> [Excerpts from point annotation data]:

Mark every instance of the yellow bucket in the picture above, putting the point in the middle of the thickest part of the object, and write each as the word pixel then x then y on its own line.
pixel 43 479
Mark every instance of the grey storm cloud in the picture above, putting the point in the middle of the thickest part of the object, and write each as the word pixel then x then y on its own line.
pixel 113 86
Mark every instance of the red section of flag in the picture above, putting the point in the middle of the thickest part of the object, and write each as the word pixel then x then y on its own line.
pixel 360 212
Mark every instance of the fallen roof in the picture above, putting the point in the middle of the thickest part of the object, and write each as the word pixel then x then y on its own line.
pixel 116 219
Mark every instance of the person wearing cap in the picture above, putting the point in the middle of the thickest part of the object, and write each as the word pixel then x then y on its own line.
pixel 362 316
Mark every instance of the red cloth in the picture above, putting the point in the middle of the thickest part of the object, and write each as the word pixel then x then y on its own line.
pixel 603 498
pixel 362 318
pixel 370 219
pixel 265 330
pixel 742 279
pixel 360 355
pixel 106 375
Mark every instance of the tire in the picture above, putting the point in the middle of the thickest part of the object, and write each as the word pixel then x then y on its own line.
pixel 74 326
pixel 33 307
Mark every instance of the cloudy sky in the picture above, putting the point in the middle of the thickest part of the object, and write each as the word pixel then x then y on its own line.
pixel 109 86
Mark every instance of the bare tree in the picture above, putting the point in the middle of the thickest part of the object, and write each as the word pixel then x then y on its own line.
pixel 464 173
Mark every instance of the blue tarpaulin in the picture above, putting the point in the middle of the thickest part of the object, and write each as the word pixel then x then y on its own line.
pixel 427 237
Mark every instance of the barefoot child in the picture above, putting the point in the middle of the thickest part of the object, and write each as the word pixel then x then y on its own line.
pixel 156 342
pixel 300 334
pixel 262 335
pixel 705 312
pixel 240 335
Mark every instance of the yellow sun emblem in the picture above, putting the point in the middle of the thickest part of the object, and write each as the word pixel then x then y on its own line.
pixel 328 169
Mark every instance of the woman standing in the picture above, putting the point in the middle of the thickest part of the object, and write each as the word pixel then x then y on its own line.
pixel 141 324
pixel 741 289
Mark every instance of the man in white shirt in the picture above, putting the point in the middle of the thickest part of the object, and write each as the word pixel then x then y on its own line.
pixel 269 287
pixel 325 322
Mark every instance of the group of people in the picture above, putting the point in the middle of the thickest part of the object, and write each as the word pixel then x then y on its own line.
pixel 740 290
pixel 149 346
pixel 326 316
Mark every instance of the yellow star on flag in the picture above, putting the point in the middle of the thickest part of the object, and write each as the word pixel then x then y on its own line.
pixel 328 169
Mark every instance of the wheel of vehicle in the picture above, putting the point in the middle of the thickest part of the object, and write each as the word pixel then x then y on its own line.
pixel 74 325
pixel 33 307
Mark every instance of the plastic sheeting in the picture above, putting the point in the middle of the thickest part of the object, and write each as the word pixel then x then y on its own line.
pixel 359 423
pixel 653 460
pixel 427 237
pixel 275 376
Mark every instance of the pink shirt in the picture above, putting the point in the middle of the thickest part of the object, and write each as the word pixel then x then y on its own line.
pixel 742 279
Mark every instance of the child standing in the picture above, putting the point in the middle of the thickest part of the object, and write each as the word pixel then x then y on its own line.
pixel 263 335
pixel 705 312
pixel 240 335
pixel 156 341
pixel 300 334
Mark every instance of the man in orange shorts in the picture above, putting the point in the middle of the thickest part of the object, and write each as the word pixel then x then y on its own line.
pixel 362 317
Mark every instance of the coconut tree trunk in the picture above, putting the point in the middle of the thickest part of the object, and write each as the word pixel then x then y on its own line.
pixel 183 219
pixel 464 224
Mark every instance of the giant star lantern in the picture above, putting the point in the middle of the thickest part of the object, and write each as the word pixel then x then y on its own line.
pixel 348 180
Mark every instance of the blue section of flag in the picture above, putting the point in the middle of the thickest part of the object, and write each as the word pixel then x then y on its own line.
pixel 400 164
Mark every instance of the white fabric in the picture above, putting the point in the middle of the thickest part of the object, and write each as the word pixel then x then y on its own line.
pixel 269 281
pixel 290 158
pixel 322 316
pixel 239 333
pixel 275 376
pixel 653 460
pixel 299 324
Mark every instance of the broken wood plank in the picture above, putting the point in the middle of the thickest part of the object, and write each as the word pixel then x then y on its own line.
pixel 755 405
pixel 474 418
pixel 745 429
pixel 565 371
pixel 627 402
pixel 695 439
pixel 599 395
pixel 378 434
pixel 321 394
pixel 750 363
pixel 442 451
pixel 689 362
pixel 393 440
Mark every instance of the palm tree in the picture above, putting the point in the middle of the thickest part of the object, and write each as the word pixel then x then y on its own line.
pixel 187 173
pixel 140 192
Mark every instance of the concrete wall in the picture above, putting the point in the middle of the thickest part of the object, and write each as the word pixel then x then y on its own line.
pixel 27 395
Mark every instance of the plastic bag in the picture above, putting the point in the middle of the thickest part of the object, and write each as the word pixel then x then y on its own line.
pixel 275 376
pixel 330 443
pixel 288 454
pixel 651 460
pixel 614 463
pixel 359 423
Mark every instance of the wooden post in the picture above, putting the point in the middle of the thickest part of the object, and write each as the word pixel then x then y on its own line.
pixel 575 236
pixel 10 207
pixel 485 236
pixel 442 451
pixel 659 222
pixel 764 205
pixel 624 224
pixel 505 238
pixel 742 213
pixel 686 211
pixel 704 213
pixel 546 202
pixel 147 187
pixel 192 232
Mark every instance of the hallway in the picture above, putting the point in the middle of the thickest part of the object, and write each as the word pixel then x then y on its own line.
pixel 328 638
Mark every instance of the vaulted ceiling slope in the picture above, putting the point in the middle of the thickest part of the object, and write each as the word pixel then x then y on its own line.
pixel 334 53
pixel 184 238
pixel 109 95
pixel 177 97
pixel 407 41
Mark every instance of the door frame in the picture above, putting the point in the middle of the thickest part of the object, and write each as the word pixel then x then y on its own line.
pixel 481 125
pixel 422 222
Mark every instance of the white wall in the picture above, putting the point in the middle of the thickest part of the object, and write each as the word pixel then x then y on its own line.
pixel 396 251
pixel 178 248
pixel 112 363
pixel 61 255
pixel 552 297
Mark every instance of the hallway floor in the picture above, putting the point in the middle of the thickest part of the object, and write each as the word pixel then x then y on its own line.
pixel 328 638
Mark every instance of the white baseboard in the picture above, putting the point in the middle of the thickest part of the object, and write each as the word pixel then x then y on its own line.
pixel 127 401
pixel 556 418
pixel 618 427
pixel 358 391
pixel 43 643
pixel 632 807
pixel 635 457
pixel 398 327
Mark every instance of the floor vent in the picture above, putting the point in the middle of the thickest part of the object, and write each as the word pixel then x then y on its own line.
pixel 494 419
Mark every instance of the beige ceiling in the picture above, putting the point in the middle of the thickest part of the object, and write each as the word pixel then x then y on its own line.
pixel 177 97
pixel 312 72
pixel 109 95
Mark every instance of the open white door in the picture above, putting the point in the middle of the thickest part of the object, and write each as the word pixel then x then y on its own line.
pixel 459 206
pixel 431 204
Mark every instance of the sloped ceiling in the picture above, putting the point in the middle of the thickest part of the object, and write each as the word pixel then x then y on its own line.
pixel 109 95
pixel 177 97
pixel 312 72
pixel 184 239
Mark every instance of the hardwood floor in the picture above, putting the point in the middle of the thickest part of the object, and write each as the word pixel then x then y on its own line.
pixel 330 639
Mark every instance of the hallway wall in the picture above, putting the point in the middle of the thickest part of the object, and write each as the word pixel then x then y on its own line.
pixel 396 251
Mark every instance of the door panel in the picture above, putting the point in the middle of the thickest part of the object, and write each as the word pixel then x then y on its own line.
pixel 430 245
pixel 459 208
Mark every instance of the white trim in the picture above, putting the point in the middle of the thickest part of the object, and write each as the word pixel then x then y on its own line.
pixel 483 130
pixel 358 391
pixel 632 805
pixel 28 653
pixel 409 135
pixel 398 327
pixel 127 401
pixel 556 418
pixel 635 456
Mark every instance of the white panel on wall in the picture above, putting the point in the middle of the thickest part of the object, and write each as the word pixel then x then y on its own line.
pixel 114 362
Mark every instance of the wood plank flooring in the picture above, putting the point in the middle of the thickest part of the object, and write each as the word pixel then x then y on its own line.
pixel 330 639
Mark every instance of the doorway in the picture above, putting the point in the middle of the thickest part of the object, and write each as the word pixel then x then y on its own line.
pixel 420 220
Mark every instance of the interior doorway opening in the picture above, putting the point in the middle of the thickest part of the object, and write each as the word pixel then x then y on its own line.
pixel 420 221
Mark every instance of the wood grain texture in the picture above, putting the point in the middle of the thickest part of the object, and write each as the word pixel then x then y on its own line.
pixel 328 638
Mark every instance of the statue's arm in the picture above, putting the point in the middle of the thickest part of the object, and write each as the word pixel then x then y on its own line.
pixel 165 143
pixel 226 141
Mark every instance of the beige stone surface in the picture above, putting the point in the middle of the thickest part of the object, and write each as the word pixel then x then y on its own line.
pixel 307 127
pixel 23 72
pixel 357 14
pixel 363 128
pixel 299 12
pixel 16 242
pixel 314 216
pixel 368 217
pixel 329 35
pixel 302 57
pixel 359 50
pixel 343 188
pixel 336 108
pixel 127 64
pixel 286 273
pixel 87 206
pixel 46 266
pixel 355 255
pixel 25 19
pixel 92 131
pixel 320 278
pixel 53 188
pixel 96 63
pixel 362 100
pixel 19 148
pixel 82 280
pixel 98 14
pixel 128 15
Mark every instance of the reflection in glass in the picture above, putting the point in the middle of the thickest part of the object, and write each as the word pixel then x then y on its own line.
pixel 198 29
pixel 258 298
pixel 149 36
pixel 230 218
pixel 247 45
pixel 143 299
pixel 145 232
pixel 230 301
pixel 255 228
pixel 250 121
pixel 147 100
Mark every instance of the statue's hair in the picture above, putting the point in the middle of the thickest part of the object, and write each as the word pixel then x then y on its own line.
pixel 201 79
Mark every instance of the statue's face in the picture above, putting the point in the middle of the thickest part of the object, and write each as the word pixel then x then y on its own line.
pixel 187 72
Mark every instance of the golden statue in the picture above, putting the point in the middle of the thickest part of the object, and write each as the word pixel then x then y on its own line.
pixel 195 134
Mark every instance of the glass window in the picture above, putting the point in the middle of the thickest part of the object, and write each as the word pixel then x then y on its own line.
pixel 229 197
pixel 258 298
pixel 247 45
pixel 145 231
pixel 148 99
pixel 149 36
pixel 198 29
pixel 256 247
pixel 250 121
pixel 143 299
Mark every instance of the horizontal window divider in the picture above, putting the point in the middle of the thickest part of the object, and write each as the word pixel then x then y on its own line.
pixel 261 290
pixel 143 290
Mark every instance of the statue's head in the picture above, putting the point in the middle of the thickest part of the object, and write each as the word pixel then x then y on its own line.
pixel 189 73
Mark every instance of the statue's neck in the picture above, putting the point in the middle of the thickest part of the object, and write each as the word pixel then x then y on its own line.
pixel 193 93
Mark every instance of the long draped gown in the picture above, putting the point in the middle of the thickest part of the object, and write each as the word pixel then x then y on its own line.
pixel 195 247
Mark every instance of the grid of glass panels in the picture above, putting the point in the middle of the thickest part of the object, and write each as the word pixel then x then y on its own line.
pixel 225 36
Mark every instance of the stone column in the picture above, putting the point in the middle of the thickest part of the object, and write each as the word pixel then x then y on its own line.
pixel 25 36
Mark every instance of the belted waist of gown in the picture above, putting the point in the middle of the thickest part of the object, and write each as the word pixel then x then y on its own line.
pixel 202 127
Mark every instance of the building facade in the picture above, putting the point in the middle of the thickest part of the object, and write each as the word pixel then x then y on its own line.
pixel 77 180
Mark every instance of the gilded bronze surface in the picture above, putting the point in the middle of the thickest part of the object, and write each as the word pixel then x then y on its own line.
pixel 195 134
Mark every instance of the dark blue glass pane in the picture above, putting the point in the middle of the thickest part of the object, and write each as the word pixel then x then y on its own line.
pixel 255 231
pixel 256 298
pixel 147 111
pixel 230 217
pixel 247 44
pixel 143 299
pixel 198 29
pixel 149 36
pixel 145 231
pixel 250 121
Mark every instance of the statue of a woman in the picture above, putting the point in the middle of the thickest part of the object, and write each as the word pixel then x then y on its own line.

> [Exercise goal]: Copy everything from the start of the records down to the line containing "pixel 43 479", switching "yellow bucket" to "orange bucket" and keeping all else unchanged.

> [Exercise response]:
Mark every instance of the orange bucket in the picture above, putting the point in the middle of the thickest part of the object, and write each as the word pixel then x then y on its own line.
pixel 43 479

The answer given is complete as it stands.